Stored data:
────────────────

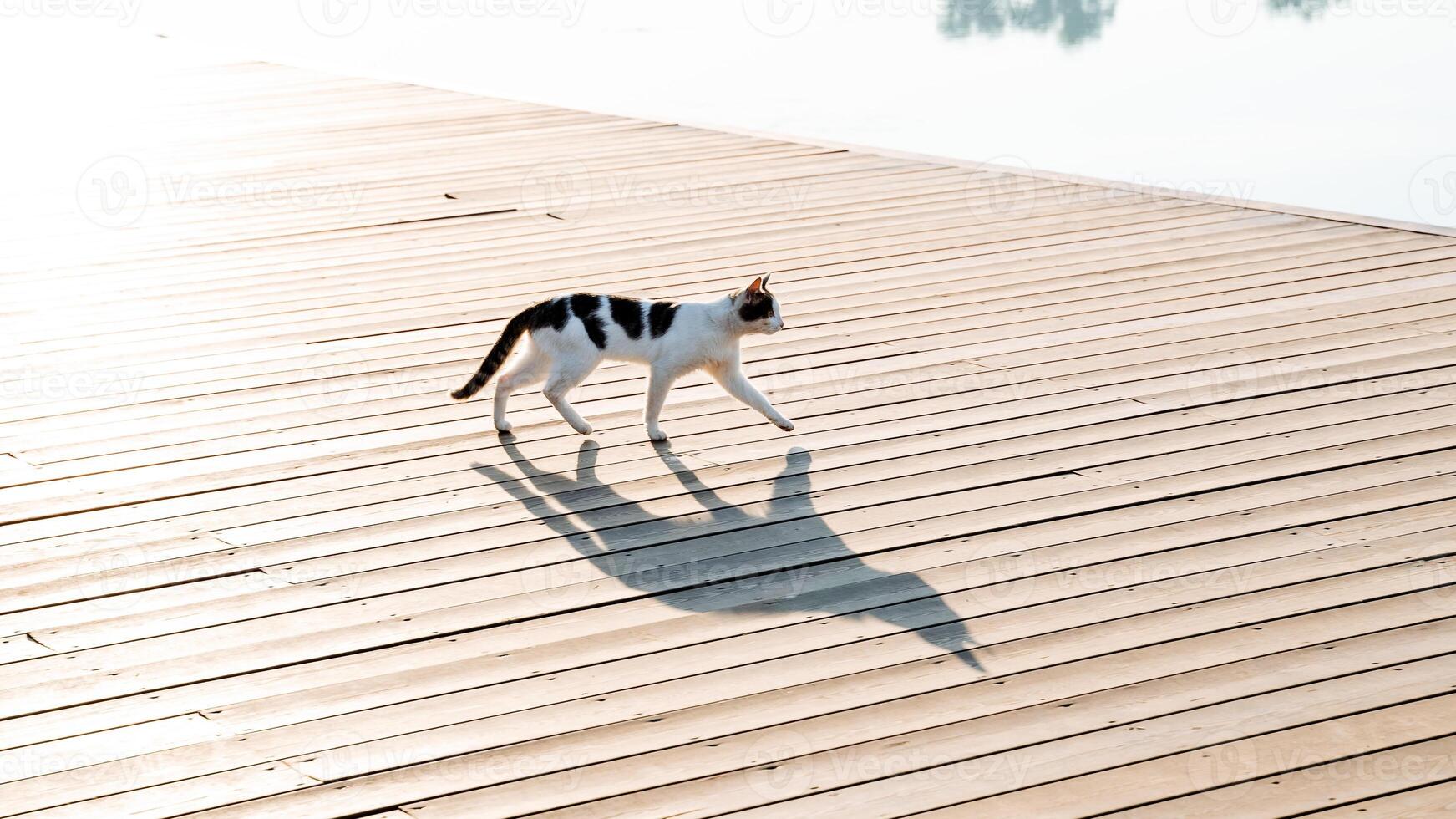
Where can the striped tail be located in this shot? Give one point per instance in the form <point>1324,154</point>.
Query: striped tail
<point>503,347</point>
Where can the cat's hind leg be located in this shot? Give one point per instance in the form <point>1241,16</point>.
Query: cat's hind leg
<point>527,369</point>
<point>566,372</point>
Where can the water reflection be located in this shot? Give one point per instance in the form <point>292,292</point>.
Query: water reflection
<point>1075,21</point>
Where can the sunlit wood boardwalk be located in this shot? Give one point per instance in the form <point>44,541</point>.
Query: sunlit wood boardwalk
<point>1098,500</point>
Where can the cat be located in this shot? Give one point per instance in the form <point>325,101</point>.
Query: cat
<point>568,335</point>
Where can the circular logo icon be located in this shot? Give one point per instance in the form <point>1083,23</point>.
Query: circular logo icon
<point>997,190</point>
<point>113,191</point>
<point>778,18</point>
<point>778,766</point>
<point>1223,18</point>
<point>1223,770</point>
<point>556,190</point>
<point>1222,379</point>
<point>1433,191</point>
<point>556,583</point>
<point>334,18</point>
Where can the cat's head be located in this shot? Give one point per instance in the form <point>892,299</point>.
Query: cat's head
<point>758,309</point>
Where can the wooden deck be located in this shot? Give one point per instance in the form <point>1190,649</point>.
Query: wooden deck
<point>1098,500</point>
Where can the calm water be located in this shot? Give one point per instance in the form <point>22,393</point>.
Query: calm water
<point>1342,104</point>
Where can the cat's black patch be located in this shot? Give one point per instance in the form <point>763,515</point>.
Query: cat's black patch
<point>660,317</point>
<point>628,313</point>
<point>756,308</point>
<point>584,305</point>
<point>550,313</point>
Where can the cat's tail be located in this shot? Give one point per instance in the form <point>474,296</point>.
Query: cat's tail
<point>497,356</point>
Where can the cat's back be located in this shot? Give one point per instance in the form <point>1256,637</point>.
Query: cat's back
<point>619,327</point>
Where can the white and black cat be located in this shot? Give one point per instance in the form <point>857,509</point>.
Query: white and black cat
<point>570,335</point>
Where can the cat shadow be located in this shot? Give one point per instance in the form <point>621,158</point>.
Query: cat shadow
<point>785,557</point>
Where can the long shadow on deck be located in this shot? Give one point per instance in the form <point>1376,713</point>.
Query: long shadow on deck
<point>607,529</point>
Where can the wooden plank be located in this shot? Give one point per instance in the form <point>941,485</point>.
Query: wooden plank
<point>1079,474</point>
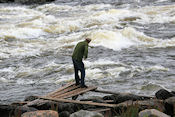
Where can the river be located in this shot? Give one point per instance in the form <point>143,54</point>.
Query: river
<point>133,40</point>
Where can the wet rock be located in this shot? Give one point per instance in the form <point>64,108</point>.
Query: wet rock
<point>12,110</point>
<point>83,113</point>
<point>152,112</point>
<point>64,114</point>
<point>95,99</point>
<point>122,97</point>
<point>43,113</point>
<point>140,105</point>
<point>47,104</point>
<point>32,1</point>
<point>163,94</point>
<point>31,98</point>
<point>27,1</point>
<point>170,106</point>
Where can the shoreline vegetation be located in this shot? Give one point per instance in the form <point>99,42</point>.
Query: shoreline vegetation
<point>27,2</point>
<point>127,105</point>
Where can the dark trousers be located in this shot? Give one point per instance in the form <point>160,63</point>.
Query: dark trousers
<point>79,66</point>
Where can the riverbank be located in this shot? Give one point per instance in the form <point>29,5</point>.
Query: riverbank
<point>127,105</point>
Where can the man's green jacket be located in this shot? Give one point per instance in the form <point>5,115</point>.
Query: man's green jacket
<point>80,51</point>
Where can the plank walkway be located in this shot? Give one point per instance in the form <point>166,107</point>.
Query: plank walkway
<point>70,90</point>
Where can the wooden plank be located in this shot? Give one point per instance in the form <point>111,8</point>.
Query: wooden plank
<point>62,88</point>
<point>108,92</point>
<point>76,92</point>
<point>80,102</point>
<point>67,90</point>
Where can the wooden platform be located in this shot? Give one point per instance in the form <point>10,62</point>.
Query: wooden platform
<point>70,90</point>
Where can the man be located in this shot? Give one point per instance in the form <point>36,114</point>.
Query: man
<point>80,52</point>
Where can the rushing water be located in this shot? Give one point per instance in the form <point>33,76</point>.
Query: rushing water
<point>134,46</point>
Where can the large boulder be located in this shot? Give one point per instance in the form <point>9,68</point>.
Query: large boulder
<point>12,110</point>
<point>47,104</point>
<point>163,94</point>
<point>64,114</point>
<point>152,113</point>
<point>122,97</point>
<point>170,106</point>
<point>41,113</point>
<point>140,105</point>
<point>83,113</point>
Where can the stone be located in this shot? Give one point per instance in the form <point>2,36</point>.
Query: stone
<point>41,113</point>
<point>140,105</point>
<point>170,106</point>
<point>152,112</point>
<point>64,114</point>
<point>12,110</point>
<point>122,97</point>
<point>163,94</point>
<point>83,113</point>
<point>31,98</point>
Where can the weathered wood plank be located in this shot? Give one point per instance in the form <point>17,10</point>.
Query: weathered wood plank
<point>61,89</point>
<point>80,102</point>
<point>76,92</point>
<point>107,92</point>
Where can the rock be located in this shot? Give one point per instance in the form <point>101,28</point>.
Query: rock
<point>31,98</point>
<point>170,106</point>
<point>152,112</point>
<point>27,1</point>
<point>42,113</point>
<point>122,97</point>
<point>163,94</point>
<point>64,114</point>
<point>140,105</point>
<point>47,105</point>
<point>95,99</point>
<point>12,110</point>
<point>83,113</point>
<point>32,1</point>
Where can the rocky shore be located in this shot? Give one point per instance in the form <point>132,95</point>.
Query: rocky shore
<point>27,1</point>
<point>127,105</point>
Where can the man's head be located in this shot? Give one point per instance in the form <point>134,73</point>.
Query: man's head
<point>88,40</point>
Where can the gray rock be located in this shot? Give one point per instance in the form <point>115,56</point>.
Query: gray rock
<point>83,113</point>
<point>140,105</point>
<point>122,97</point>
<point>170,106</point>
<point>64,114</point>
<point>163,94</point>
<point>11,110</point>
<point>32,1</point>
<point>152,112</point>
<point>41,113</point>
<point>27,1</point>
<point>47,104</point>
<point>31,98</point>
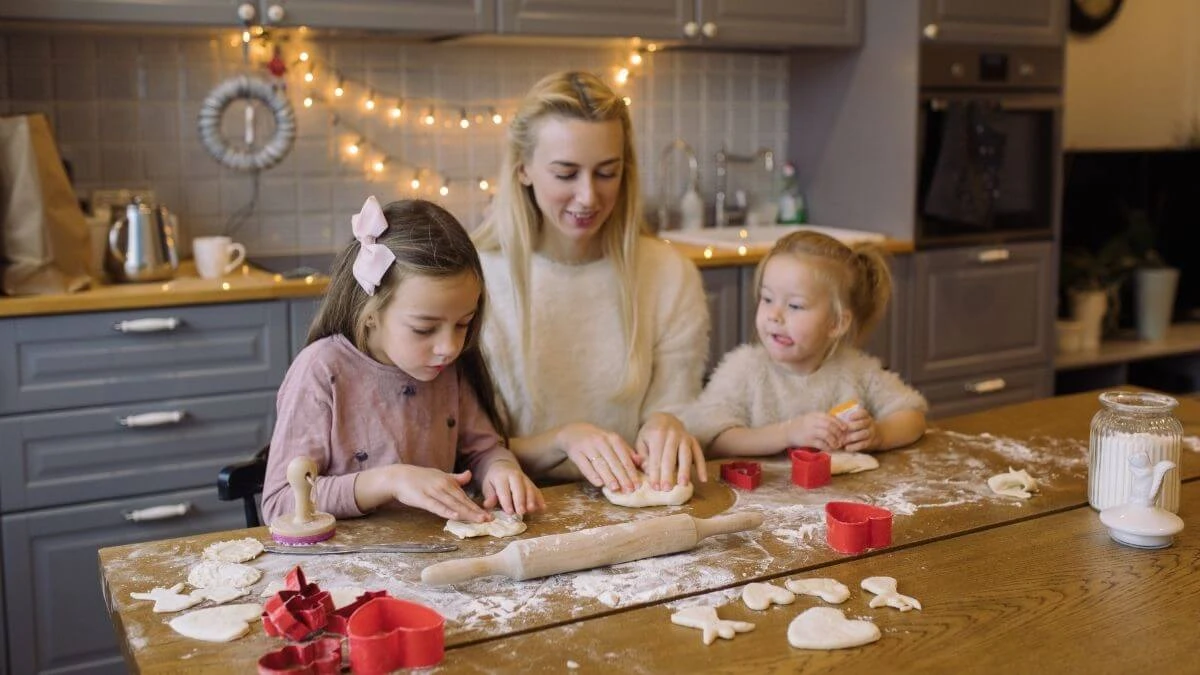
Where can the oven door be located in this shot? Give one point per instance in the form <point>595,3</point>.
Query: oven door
<point>988,167</point>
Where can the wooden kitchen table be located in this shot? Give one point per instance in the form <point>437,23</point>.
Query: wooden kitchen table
<point>936,489</point>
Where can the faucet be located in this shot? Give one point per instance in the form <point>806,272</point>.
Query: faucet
<point>661,177</point>
<point>723,215</point>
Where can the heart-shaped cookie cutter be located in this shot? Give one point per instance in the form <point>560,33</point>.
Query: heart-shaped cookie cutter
<point>318,657</point>
<point>743,475</point>
<point>387,634</point>
<point>810,467</point>
<point>852,527</point>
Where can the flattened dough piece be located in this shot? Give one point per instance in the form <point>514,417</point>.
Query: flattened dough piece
<point>645,495</point>
<point>502,525</point>
<point>217,623</point>
<point>234,550</point>
<point>712,627</point>
<point>829,590</point>
<point>827,628</point>
<point>1013,484</point>
<point>851,463</point>
<point>216,574</point>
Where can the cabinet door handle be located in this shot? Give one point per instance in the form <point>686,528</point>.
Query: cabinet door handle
<point>160,418</point>
<point>994,256</point>
<point>163,512</point>
<point>985,386</point>
<point>147,324</point>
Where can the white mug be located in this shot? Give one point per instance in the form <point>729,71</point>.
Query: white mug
<point>216,256</point>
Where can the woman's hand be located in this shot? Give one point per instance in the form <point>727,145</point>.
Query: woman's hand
<point>669,452</point>
<point>819,430</point>
<point>507,485</point>
<point>604,458</point>
<point>862,432</point>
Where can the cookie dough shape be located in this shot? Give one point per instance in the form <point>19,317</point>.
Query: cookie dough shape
<point>234,550</point>
<point>851,463</point>
<point>827,628</point>
<point>712,626</point>
<point>217,623</point>
<point>761,596</point>
<point>502,525</point>
<point>645,495</point>
<point>829,590</point>
<point>1013,484</point>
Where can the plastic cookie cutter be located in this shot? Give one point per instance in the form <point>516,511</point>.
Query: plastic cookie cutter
<point>744,475</point>
<point>810,467</point>
<point>318,657</point>
<point>387,634</point>
<point>852,527</point>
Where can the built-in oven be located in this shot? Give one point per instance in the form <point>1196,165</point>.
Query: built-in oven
<point>989,144</point>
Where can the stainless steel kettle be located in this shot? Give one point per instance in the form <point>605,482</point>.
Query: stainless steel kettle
<point>143,244</point>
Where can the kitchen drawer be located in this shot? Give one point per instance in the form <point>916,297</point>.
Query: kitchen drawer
<point>961,395</point>
<point>58,620</point>
<point>77,360</point>
<point>72,457</point>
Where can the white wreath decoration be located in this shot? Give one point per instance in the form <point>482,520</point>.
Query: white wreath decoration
<point>240,88</point>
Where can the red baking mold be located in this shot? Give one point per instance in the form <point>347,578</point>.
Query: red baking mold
<point>318,657</point>
<point>852,527</point>
<point>810,467</point>
<point>744,475</point>
<point>387,634</point>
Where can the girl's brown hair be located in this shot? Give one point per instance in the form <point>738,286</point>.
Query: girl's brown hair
<point>858,278</point>
<point>427,242</point>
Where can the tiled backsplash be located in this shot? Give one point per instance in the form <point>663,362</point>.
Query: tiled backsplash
<point>124,108</point>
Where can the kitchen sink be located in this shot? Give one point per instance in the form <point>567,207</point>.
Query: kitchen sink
<point>761,236</point>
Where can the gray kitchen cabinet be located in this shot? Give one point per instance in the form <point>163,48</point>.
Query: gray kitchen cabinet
<point>723,291</point>
<point>756,23</point>
<point>58,619</point>
<point>988,22</point>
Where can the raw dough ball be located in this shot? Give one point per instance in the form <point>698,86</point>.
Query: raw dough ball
<point>851,463</point>
<point>216,574</point>
<point>217,623</point>
<point>502,525</point>
<point>1013,484</point>
<point>827,628</point>
<point>645,495</point>
<point>829,590</point>
<point>234,550</point>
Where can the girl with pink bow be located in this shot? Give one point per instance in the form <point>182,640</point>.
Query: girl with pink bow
<point>391,396</point>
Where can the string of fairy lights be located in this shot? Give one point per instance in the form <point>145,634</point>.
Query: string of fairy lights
<point>353,103</point>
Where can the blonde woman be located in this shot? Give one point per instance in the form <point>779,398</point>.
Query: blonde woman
<point>599,330</point>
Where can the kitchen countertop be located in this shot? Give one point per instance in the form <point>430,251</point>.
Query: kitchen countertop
<point>252,284</point>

────────────────

> [Assignment] Output the line containing "Query: raw dough ball" and all lines after it to the end of the records, exactly as given.

> [Solution for this exercise]
Query: raw dough ball
<point>851,463</point>
<point>216,574</point>
<point>217,623</point>
<point>502,525</point>
<point>1013,484</point>
<point>827,628</point>
<point>645,495</point>
<point>829,590</point>
<point>234,550</point>
Where can the girl with pink bow be located in this shot? Give one point per instance in the form <point>182,640</point>.
Query: girl with pink bow
<point>391,396</point>
Where can the string of fairy lights be located in this shot? Give one point per instance in the form <point>145,634</point>.
Query: string of fairy lights
<point>353,103</point>
Where can the blonde woman be located in this shot? Give one point per instance in the form <point>779,398</point>.
Query: blonde woman
<point>599,330</point>
Where can the kitchen countertop be located in this shot? Give one point per instance in the form <point>430,251</point>.
Query: kitchen countertop
<point>252,284</point>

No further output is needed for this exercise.